Brano selezionato:

--------------------------------------------------

L’apprendistato per la qualifica e il diploma professionale, il diploma di istruzione secondaria superiore e il certificato di specializzazione tecnica superiore (così detto “apprendistato di primo livello”), così come disciplinato dall’art. 43 del d. lgs. n. 81/2015, rappresenta oggi un’importante opportunità di formazione di nuove professionalità, che può anche diventare strumento cruciale per la crescita dei territori.

 

Si tratta di una tipologia contrattuale, di cui destinatari sono i giovani di età compresa tra i 15 e i 25 anni, che consente di svolgere i percorsi di studio finalizzati al conseguimento dei titoli prima citati applicando la metodologia dell’alternanza formativa: i giovani inseriti in questo tipo di percorsi studiano e lavorano, integrando organicamente quanto appreso a scuola e quanto appreso al lavoro.

 

Tuttavia, i dati che fino ad oggi hanno riguardato l’utilizzo di tale tipologia contrattuale non sono incoraggianti poiché mostrano un ricorso pressocchè irrilevante da parte delle imprese a questo tipo di assunzioni (si veda M. Colombo, M. Tiraboschi, La scommessa a metà dell’apprendistato; A. Battaglia, Il rapporto INPS/INAPP sull’apprendistato in Italia). La ragione dell’insuccesso dell’apprendistato di primo livello, non è tanto da ricercare nell’eccesso di burocrazia che tradizionalmente la vulgata attribuisce a tale tipologia contrattuale, quanto piuttosto, a parere di chi scrive, nella continua instabilità della cornice normativa relativa all’istituto.

 

Infatti, dal 2003 al 2015 l’apprendistato di primo livello, in particolare, è stato attraversato da ben tre riforme legislative che ne hanno riscritto i caratteri essenziali, inframmezzate a loro volta da continui ritocchi e variazioni a singoli aspetti della disciplina che di certo hanno scoraggiato imprese ed operatori del diritto ad applicarlo. Questo ha inevitabilmente comportato l’impossibilità, per le buone prassi in atto, di sedimentarsi e diffondersi, creando così un vero e proprio sistema, sul territorio nazionale, per l’incontro tra la domanda e l’offerta di lavoro.

--------------------------------------------------

Materiale fornito:

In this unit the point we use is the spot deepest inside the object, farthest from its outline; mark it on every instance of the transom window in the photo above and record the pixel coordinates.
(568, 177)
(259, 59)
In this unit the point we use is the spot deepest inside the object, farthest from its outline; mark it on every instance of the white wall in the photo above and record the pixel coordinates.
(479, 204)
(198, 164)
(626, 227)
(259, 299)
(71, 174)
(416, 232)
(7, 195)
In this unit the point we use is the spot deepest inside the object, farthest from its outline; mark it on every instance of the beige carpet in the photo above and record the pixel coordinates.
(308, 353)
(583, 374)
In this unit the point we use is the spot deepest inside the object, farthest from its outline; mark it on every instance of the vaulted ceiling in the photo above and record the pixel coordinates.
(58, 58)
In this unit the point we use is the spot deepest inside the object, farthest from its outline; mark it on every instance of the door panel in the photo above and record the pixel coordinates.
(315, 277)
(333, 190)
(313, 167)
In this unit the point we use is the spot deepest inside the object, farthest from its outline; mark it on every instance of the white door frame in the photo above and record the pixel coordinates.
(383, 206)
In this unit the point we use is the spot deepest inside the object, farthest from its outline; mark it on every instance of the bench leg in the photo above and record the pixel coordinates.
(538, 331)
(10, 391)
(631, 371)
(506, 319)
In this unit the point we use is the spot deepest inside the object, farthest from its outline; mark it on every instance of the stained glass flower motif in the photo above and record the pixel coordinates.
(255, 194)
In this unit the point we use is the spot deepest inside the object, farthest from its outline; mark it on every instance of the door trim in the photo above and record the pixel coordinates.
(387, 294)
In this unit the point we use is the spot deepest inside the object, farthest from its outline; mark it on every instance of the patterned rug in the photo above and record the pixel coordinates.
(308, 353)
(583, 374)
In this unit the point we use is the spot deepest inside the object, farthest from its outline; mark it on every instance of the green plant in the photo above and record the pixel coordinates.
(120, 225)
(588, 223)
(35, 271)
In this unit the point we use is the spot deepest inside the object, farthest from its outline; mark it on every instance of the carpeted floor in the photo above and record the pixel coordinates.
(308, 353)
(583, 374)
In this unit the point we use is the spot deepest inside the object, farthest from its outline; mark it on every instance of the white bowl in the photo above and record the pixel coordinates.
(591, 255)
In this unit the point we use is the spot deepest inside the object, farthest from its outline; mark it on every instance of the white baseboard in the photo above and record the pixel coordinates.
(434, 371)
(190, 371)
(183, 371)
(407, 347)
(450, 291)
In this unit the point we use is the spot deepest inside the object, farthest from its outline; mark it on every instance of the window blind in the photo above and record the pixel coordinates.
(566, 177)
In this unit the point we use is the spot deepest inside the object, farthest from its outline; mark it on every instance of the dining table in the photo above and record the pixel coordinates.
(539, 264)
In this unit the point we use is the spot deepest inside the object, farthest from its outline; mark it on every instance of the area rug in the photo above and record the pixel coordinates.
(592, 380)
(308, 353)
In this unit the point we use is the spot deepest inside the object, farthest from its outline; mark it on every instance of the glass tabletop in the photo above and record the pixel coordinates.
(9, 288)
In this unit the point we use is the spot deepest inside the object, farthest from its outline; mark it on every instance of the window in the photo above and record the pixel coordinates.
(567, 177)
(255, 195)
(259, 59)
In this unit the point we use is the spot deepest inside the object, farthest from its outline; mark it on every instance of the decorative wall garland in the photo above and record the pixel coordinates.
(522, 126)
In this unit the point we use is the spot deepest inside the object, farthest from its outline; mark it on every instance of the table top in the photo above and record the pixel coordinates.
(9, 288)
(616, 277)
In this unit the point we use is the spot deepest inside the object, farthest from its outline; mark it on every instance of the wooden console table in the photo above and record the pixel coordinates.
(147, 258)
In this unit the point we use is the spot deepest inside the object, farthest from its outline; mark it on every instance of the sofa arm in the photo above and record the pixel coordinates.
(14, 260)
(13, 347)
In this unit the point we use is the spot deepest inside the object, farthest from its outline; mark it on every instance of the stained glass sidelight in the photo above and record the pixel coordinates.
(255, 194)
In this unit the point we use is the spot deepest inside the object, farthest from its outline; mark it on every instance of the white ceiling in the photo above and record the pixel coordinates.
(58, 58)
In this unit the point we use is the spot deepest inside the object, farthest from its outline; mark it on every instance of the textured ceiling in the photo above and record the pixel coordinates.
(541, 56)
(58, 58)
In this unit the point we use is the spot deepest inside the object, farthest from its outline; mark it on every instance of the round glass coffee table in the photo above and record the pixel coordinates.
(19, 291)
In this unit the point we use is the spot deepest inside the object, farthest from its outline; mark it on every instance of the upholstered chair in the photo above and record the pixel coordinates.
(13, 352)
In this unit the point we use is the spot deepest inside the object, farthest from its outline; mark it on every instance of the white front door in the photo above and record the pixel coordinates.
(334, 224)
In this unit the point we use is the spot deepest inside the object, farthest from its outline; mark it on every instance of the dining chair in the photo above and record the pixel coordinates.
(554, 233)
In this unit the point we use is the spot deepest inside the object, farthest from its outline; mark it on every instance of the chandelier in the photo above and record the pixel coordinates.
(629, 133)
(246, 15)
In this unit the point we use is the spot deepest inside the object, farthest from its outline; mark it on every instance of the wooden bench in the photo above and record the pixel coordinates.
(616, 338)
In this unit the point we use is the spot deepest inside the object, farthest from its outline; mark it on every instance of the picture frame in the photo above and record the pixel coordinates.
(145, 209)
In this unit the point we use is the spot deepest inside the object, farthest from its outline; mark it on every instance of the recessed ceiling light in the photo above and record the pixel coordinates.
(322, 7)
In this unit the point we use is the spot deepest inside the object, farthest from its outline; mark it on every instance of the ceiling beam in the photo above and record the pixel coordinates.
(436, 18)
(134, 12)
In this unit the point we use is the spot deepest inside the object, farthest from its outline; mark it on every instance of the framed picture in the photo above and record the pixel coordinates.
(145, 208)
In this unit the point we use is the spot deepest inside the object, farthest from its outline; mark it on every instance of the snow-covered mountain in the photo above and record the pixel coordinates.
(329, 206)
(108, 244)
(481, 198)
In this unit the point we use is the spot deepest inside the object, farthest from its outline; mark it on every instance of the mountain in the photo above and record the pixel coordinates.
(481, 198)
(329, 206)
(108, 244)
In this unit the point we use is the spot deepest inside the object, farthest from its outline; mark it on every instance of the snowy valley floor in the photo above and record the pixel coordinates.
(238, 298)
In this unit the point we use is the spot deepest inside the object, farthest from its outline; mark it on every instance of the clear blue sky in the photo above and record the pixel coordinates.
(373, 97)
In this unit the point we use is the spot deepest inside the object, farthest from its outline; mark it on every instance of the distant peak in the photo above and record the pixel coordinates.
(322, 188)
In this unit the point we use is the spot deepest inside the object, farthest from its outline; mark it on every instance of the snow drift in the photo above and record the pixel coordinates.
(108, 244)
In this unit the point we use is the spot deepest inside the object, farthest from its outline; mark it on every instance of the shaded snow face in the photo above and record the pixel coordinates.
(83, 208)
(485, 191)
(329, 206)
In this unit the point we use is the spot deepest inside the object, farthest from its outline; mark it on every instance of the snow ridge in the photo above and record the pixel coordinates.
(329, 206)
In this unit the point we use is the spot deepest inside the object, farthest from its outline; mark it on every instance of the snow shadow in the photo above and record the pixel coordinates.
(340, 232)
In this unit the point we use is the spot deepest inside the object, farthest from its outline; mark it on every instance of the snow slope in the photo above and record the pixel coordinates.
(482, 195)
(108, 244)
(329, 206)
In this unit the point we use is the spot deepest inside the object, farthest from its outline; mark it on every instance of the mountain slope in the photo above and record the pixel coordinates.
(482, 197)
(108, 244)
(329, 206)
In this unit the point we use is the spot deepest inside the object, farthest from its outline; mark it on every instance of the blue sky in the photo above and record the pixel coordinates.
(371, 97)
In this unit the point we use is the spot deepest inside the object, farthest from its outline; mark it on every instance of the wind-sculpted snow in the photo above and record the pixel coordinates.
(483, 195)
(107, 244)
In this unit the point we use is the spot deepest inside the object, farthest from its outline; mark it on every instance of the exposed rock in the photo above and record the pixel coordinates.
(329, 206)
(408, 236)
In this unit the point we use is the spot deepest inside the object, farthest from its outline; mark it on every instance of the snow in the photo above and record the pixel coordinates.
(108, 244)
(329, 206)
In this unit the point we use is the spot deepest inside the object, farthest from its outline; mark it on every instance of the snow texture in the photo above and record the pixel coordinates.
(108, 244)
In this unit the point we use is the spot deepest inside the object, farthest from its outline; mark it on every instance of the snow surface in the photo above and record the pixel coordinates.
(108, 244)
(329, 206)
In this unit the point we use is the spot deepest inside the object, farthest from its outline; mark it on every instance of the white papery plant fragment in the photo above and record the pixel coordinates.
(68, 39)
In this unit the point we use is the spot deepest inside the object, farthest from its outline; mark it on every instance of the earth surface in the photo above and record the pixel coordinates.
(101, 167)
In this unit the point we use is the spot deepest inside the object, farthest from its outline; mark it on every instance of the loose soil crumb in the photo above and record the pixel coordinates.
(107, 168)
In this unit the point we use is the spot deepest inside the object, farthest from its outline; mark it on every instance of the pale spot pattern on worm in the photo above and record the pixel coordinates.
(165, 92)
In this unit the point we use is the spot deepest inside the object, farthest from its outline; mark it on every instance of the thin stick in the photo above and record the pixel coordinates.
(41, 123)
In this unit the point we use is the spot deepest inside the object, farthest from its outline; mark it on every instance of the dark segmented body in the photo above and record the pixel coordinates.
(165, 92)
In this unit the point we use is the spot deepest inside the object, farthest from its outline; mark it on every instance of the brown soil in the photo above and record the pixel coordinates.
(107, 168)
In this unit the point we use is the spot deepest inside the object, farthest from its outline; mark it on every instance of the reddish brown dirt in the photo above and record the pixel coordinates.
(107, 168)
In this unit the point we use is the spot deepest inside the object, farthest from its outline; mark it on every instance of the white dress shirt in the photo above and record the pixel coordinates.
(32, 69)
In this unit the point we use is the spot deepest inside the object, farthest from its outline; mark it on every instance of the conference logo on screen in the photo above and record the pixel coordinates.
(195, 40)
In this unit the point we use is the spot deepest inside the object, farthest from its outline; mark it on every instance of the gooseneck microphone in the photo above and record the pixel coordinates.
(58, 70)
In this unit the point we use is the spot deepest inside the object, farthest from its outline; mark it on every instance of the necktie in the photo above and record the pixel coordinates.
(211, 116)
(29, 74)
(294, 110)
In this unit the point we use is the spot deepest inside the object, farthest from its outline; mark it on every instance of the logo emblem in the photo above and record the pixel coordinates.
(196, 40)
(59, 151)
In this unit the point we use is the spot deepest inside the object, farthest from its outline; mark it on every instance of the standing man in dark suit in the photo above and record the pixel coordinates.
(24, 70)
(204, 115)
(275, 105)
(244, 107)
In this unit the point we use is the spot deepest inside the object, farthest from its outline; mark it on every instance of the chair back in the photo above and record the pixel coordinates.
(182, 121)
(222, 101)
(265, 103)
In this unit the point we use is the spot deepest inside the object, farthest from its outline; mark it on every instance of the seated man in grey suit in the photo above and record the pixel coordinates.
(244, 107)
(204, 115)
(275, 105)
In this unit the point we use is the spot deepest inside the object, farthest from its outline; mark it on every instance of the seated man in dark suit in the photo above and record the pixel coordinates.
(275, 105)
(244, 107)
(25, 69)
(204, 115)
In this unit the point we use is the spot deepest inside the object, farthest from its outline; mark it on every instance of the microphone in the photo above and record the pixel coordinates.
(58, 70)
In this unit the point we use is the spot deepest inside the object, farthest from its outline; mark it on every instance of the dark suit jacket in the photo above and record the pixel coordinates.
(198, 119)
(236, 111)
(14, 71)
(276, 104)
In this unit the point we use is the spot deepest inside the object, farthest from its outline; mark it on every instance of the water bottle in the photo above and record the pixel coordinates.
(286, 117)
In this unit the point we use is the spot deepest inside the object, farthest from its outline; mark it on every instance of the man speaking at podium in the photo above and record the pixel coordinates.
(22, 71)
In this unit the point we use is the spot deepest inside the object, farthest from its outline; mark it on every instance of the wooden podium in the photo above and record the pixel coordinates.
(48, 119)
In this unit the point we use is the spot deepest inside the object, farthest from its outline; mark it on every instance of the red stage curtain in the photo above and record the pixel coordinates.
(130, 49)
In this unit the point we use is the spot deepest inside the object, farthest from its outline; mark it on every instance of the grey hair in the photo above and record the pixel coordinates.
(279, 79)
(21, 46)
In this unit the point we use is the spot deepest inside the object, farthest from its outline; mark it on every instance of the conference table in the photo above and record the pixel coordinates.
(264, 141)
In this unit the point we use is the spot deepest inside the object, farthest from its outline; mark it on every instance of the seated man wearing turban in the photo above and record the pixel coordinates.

--------------------------------------------------

Consegna: Per favore, prosegui il brano sull'apprendistato di primo livello a partire dalla frase successiva all'ultima riportata.

Risposta:
 

La valenza educativa e formativa dell’apprendistato di primo livello non è tuttavia da sottovalutare. Percorsi di questo tipo infatti consentono, in primo luogo, di apprendere nella realtà, ossia di imparare lavorando, attraverso sia l’osservazione di un tutor o, meglio, maestro, e di colleghi con esperienza, sia mettendo in pratica successivamente le attività caratteristiche di quella determinata professione. In secondo luogo, il momento scolastico consente di condividere le esperienze di lavoro con i compagni di classe e gli insegnanti, di integrare quanto appreso nella realtà con quanto appreso in aula, in modo che l’apprendista porti a sistema le conoscenze acquisite nei diversi contesti di apprendimento e le traduca in competenze (per un approfondimento si veda anche M. Colombo, Percorsi di lettura sul lavoro/1 – L’uomo artigiano di Richard Sennett).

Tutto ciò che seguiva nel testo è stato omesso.